BRIEF 1
In the passage about Anguilla, how much time elapsed between the passport stamp into Sint Maarten's Princess Juliana Airport and the passport stamp out at the Anguilla ferry dock?
BRIEF 2
From the passage about Anguilla, copy the text between "The way Stedman, now" and "by kerosene lamps.", inclusive.

PASSAGE PROVIDED

In 1968 V. S. Naipaul declared the entire island “a mistake,” but noted a certain entrepreneurial flair: “the Anguillans (after chasing away an American and his DC-3) had set up three fiercely competitive little airlines of their own, Air Anguilla, Anguilla Airways, Valley Air Services, each with its own livery and its own five-passenger Piper Aztecs regularly doing the five-minute, five-dollar connecting hop from St. Martin.”
Today Anguilla’s beaches are lined with high-end resorts. Visiting Anguilla from neighboring Sint Maarten, the way most people do, sets up the shortest visit to a country you’ll probably ever have. In my case, between the passport stamp into Sint Maarten’s Princess Juliana Airport and the passport stamp out, around the corner at the Anguilla ferry dock, elapsed time was sixteen minutes. And in Anguilla I managed to find a retired revolutionary.
The way Stedman, now nearly 70, told the story over coffee with a bit of milk, Anguilla achieved home rule peacefully, but it didn’t come without drama. He spoke softly of his youth, when he read by kerosene lamps.

DATA EXCERPTS
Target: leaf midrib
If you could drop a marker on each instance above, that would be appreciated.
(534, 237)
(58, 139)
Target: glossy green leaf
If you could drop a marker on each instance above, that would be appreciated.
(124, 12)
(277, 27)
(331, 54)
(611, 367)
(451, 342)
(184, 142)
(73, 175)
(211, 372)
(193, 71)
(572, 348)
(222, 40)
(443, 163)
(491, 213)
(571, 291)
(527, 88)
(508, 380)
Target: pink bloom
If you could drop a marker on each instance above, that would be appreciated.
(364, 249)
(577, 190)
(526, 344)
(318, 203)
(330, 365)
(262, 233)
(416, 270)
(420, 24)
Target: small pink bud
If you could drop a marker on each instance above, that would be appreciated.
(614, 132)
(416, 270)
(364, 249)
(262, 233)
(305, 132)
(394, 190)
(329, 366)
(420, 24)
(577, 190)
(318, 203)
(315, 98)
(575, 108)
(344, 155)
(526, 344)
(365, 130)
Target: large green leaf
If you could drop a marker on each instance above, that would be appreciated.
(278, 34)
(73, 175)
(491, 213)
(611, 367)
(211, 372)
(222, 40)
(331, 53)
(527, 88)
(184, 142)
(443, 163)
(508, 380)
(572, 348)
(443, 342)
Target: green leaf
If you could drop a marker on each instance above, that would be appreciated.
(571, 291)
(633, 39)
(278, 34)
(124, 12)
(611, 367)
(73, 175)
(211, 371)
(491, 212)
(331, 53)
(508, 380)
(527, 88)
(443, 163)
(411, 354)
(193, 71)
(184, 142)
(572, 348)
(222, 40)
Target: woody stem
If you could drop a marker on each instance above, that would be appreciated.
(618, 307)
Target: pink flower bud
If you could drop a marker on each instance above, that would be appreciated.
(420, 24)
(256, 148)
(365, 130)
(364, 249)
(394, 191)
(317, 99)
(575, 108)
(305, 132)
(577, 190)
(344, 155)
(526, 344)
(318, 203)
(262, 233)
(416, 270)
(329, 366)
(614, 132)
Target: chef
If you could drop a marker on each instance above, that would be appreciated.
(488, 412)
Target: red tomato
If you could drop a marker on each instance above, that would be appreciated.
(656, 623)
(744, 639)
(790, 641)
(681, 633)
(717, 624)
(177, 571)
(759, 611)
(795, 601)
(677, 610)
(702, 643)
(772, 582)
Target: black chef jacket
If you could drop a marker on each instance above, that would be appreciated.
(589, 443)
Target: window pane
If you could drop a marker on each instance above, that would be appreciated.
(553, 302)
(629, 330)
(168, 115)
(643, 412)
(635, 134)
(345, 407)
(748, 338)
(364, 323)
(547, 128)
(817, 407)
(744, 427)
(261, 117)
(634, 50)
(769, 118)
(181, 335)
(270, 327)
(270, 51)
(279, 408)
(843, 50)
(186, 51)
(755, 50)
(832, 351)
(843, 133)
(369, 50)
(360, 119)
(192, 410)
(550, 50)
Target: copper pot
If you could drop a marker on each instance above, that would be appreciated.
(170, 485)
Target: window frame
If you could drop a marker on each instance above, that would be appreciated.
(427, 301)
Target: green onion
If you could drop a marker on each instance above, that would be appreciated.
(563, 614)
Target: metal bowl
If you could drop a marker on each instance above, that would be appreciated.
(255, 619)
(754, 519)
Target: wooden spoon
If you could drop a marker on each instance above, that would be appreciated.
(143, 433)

TASK OUTPUT 1
Sixteen minutes.

TASK OUTPUT 2
The way Stedman, now nearly 70, told the story over coffee with a bit of milk, Anguilla achieved home rule peacefully, but it didn’t come without drama. He spoke softly of his youth, when he read by kerosene lamps.